**Task to complete:** Update the lines below so that "mask" reads "outline" everywhere and nothing else changes. Leave the pictures out of your answer.

**Information given:**
[Begin]
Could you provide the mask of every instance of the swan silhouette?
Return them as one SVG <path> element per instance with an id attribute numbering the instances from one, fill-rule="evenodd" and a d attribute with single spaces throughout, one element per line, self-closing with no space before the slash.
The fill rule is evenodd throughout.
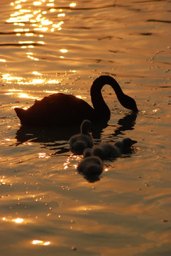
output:
<path id="1" fill-rule="evenodd" d="M 91 128 L 92 122 L 89 120 L 84 120 L 81 124 L 80 134 L 73 135 L 70 139 L 70 149 L 75 154 L 82 154 L 84 149 L 93 146 L 93 139 L 89 133 Z"/>
<path id="2" fill-rule="evenodd" d="M 92 149 L 84 149 L 84 159 L 78 165 L 78 171 L 87 176 L 93 176 L 100 175 L 103 169 L 102 161 L 99 157 L 92 155 Z"/>
<path id="3" fill-rule="evenodd" d="M 131 146 L 136 142 L 136 140 L 130 138 L 123 139 L 122 142 L 117 142 L 114 145 L 102 142 L 93 146 L 93 154 L 102 160 L 116 159 L 122 153 L 131 153 Z"/>
<path id="4" fill-rule="evenodd" d="M 63 126 L 80 124 L 84 119 L 96 122 L 110 119 L 110 110 L 105 103 L 101 88 L 109 85 L 114 90 L 121 105 L 138 112 L 135 100 L 125 95 L 118 82 L 111 76 L 101 75 L 91 87 L 91 98 L 94 108 L 83 100 L 63 93 L 55 93 L 35 100 L 28 110 L 16 107 L 14 110 L 21 124 L 33 126 Z"/>

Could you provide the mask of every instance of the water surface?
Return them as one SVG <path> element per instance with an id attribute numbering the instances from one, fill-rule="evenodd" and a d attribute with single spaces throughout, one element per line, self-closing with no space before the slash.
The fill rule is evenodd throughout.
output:
<path id="1" fill-rule="evenodd" d="M 1 1 L 1 255 L 170 255 L 170 10 L 168 0 Z M 72 129 L 21 127 L 13 108 L 57 92 L 91 104 L 101 75 L 140 112 L 105 86 L 111 117 L 96 143 L 138 143 L 90 183 Z"/>

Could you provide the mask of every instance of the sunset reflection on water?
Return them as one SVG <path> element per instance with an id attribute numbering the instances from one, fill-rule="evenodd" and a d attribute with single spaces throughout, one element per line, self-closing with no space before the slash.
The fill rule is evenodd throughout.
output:
<path id="1" fill-rule="evenodd" d="M 1 255 L 170 255 L 168 1 L 4 0 L 1 8 Z M 79 127 L 21 126 L 14 108 L 60 92 L 92 106 L 101 75 L 139 112 L 105 85 L 111 119 L 93 126 L 94 144 L 138 142 L 92 181 L 68 143 Z"/>

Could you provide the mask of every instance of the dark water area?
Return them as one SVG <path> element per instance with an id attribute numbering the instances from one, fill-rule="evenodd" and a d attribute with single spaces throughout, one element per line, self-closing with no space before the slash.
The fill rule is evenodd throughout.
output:
<path id="1" fill-rule="evenodd" d="M 171 255 L 171 1 L 0 2 L 1 256 Z M 138 142 L 89 182 L 68 144 L 79 127 L 21 127 L 14 108 L 55 92 L 92 105 L 101 75 L 139 112 L 105 85 L 95 144 Z"/>

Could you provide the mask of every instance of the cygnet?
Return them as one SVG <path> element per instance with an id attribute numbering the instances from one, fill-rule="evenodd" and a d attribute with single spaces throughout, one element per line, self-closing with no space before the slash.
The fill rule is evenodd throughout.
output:
<path id="1" fill-rule="evenodd" d="M 93 146 L 93 154 L 101 158 L 102 160 L 115 159 L 120 156 L 120 149 L 109 143 L 102 142 Z"/>
<path id="2" fill-rule="evenodd" d="M 87 176 L 94 176 L 100 175 L 103 169 L 102 161 L 99 157 L 92 155 L 92 149 L 84 149 L 84 159 L 78 165 L 78 171 Z"/>
<path id="3" fill-rule="evenodd" d="M 93 139 L 89 133 L 91 128 L 92 122 L 85 119 L 81 124 L 80 134 L 73 135 L 70 139 L 70 149 L 75 154 L 82 154 L 84 149 L 93 146 Z"/>

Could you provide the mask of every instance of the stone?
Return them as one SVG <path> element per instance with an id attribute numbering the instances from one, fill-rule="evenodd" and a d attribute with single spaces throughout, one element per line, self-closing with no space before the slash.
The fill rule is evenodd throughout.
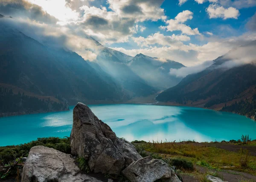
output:
<path id="1" fill-rule="evenodd" d="M 80 102 L 73 111 L 70 142 L 72 154 L 87 160 L 94 173 L 119 174 L 142 158 L 132 144 L 116 137 L 108 125 Z"/>
<path id="2" fill-rule="evenodd" d="M 133 162 L 122 171 L 131 182 L 181 182 L 174 171 L 162 160 L 148 156 Z"/>
<path id="3" fill-rule="evenodd" d="M 21 182 L 100 182 L 81 173 L 70 155 L 43 146 L 30 149 L 22 172 Z"/>
<path id="4" fill-rule="evenodd" d="M 21 160 L 22 160 L 22 162 L 26 162 L 26 159 L 27 159 L 27 157 L 22 157 L 22 158 L 21 159 Z"/>
<path id="5" fill-rule="evenodd" d="M 212 182 L 224 182 L 221 179 L 211 175 L 207 175 L 206 178 Z"/>

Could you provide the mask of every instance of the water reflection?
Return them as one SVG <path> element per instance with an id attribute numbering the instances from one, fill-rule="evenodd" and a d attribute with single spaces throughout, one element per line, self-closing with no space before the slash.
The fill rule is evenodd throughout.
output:
<path id="1" fill-rule="evenodd" d="M 89 105 L 120 137 L 130 141 L 167 140 L 198 142 L 256 139 L 256 123 L 231 113 L 184 107 L 152 105 Z M 0 118 L 0 146 L 17 145 L 38 137 L 70 136 L 73 111 Z M 14 128 L 15 132 L 13 132 Z"/>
[End]
**Reply to the task:**
Could you provide the outline of every instance of the swan silhouette?
Return them as one SVG <path> element per instance with an id attribute numbering the instances from one, fill-rule="evenodd" and a d attribute with single spaces throughout, one element per line, self-closing with no space before the slash.
The fill rule is evenodd throughout.
output:
<path id="1" fill-rule="evenodd" d="M 91 128 L 92 122 L 89 120 L 84 120 L 81 124 L 80 134 L 73 135 L 70 139 L 70 149 L 75 154 L 82 154 L 84 149 L 93 146 L 93 139 L 89 133 Z"/>
<path id="2" fill-rule="evenodd" d="M 92 149 L 84 149 L 84 159 L 78 165 L 78 171 L 87 176 L 93 176 L 100 175 L 103 169 L 102 161 L 99 157 L 92 155 Z"/>
<path id="3" fill-rule="evenodd" d="M 131 146 L 136 142 L 136 140 L 130 138 L 123 139 L 122 142 L 117 142 L 114 145 L 102 142 L 93 146 L 93 154 L 102 160 L 116 159 L 122 153 L 131 153 Z"/>
<path id="4" fill-rule="evenodd" d="M 63 126 L 80 124 L 84 119 L 96 122 L 110 119 L 110 110 L 105 103 L 101 88 L 109 85 L 114 90 L 121 105 L 138 112 L 135 100 L 125 95 L 118 82 L 111 76 L 101 75 L 91 87 L 91 98 L 94 108 L 83 100 L 63 93 L 55 93 L 35 100 L 28 110 L 16 107 L 14 110 L 21 124 L 33 126 Z"/>

Could you provide the outline of every instance of the water surface?
Return them as one SVG <path> element per instance with an id attribute numbering the instances from one, fill-rule="evenodd" and a d attribute with single spaces throughout, one element per line, self-closing with no space before the slash.
The fill rule is evenodd throughout.
output:
<path id="1" fill-rule="evenodd" d="M 1 1 L 1 255 L 170 255 L 170 10 L 168 0 Z M 72 129 L 21 127 L 13 108 L 57 92 L 91 104 L 101 75 L 140 112 L 105 86 L 111 117 L 96 143 L 138 143 L 90 183 Z"/>

Could you provide the outline of every instance of the sunset reflection on water?
Return them as one SVG <path> element per instance with an id attribute numbering the instances from one, fill-rule="evenodd" and a d attribute with single spaces throughout, one element per line, self-closing with no space before the slash.
The fill rule is evenodd throughout.
output:
<path id="1" fill-rule="evenodd" d="M 1 255 L 170 255 L 168 1 L 4 0 L 1 8 Z M 79 127 L 21 126 L 14 108 L 60 92 L 92 106 L 101 75 L 139 112 L 105 85 L 111 119 L 93 126 L 94 144 L 138 142 L 92 181 L 68 143 Z"/>

Could you provide the outline of every instance of the dark water area?
Return them as one SVG <path> element per instance with an id attribute numbering the instances from one, fill-rule="evenodd" and a d attribute with single spaces throughout, one element per line, self-closing with no space before the slash.
The fill rule is evenodd throughout.
output:
<path id="1" fill-rule="evenodd" d="M 171 255 L 171 1 L 0 2 L 1 256 Z M 138 142 L 89 182 L 68 144 L 79 127 L 21 127 L 14 108 L 55 92 L 92 105 L 101 75 L 139 112 L 105 85 L 95 144 Z"/>

Could you provide the outline of every instance of the cygnet?
Return them as one SVG <path> element per instance with an id attribute numbering the instances from one, fill-rule="evenodd" and a d attribute with single spaces throughout, one element per line, self-closing with no space before the slash.
The fill rule is evenodd throughout.
output:
<path id="1" fill-rule="evenodd" d="M 93 146 L 93 154 L 101 158 L 102 160 L 115 159 L 120 156 L 120 149 L 109 143 L 102 142 Z"/>
<path id="2" fill-rule="evenodd" d="M 87 176 L 94 176 L 100 175 L 103 169 L 102 161 L 99 157 L 92 155 L 92 149 L 84 149 L 84 159 L 78 165 L 78 171 Z"/>
<path id="3" fill-rule="evenodd" d="M 93 139 L 89 133 L 91 128 L 92 122 L 85 119 L 81 124 L 80 134 L 73 135 L 70 139 L 70 149 L 75 154 L 82 154 L 84 149 L 93 146 Z"/>

Could you provide the outline of every instance of the stone?
Return them as one SVG <path> element per instance with an id attribute numbering the instances from one, fill-rule="evenodd" and a d attribute with single spaces throughout, one element per line, self-closing with no space before the slash.
The fill rule is evenodd throughout.
output:
<path id="1" fill-rule="evenodd" d="M 80 102 L 73 111 L 70 142 L 72 154 L 87 160 L 94 173 L 119 174 L 142 158 L 132 144 L 116 137 L 108 125 Z"/>
<path id="2" fill-rule="evenodd" d="M 133 162 L 122 171 L 131 182 L 181 182 L 174 171 L 162 160 L 148 156 Z"/>
<path id="3" fill-rule="evenodd" d="M 21 182 L 100 182 L 81 173 L 70 155 L 43 146 L 30 149 L 22 172 Z"/>
<path id="4" fill-rule="evenodd" d="M 21 160 L 22 160 L 22 162 L 26 162 L 26 159 L 27 159 L 27 157 L 22 157 L 22 158 L 21 159 Z"/>
<path id="5" fill-rule="evenodd" d="M 212 182 L 224 182 L 221 179 L 211 175 L 207 175 L 206 178 Z"/>

Could you provide the outline of every instance of the water reflection?
Return them as one SVG <path> element per instance with an id attribute numbering the instances from one, fill-rule="evenodd" and a d attribute with single spaces throughout, one element per line, self-closing with no space before the slash.
The fill rule is evenodd throughout.
output:
<path id="1" fill-rule="evenodd" d="M 89 105 L 120 137 L 130 141 L 167 140 L 198 142 L 256 139 L 256 123 L 231 113 L 184 107 L 152 105 Z M 0 118 L 0 146 L 17 145 L 38 137 L 70 136 L 73 111 Z M 14 128 L 15 132 L 13 132 Z"/>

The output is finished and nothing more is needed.